Passage for review
::::::::::

Read about Kang’s victories here:

Tying for ninth at Highland Meadows was Symetra Tour player Popov, which earned her a spot in the AIG Women’s Open at Troon. And, golly, did she take advantage of that opportunity. Popov, who was competing in Cactus Tour events in Arizona while the major tours were on hiatus due to the coronavirus pandemic.

Ranked 304th in the world, the German native pulled off a stunning two-shot victory worth a life-changing $675,000 just one year after almost quitting the game. She broke down in tears when her last putt dropped as the player who had no status on the LPGA beat the game’s best players.

“I knew that the winner’s check is very big,” said Popov, who had previously earned $108,000 in her career, “but I didn’t know it was that big.”

In the week prior to the Women’s Open, veteran Stacy Lewis captured her 15th career title as a pro and first as a mom at the Aberdeen Standard Investments Ladies Scottish Open. Her 13th win on the LPGA Tour came after beating Azahara Munoz, Cheyenne Knight and Emily Pedersen in a four-way playoff after each player ended up at 5-under 279 through 72 holes at The Renassaince Club in North Berwick.

Capping off the month was Austin Ernst emerging with her second LPGA title at the Walmart NW Arkansas Championship Presented by P&G in Rogers, Ark. Ernst rallied to beat Anna Nordqvist by two strokes thanks to a closing 8-under 63 at Pinnacle Country Club.

::::::::::

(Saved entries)
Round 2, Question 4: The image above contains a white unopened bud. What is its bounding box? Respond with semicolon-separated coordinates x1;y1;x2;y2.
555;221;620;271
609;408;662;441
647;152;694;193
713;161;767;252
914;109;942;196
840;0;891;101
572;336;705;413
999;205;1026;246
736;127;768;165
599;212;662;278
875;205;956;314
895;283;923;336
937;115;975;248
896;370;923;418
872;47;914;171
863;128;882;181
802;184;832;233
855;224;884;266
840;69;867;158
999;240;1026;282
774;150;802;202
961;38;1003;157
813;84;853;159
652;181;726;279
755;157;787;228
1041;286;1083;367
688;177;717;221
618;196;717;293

::::::::::

Directions
Copy out the entire golf passage above, word for word.

Answer box
Read about Kang’s victories here:

Tying for ninth at Highland Meadows was Symetra Tour player Popov, which earned her a spot in the AIG Women’s Open at Troon. And, golly, did she take advantage of that opportunity. Popov, who was competing in Cactus Tour events in Arizona while the major tours were on hiatus due to the coronavirus pandemic.

Ranked 304th in the world, the German native pulled off a stunning two-shot victory worth a life-changing $675,000 just one year after almost quitting the game. She broke down in tears when her last putt dropped as the player who had no status on the LPGA beat the game’s best players.

“I knew that the winner’s check is very big,” said Popov, who had previously earned $108,000 in her career, “but I didn’t know it was that big.”

In the week prior to the Women’s Open, veteran Stacy Lewis captured her 15th career title as a pro and first as a mom at the Aberdeen Standard Investments Ladies Scottish Open. Her 13th win on the LPGA Tour came after beating Azahara Munoz, Cheyenne Knight and Emily Pedersen in a four-way playoff after each player ended up at 5-under 279 through 72 holes at The Renassaince Club in North Berwick.

Capping off the month was Austin Ernst emerging with her second LPGA title at the Walmart NW Arkansas Championship Presented by P&G in Rogers, Ark. Ernst rallied to beat Anna Nordqvist by two strokes thanks to a closing 8-under 63 at Pinnacle Country Club.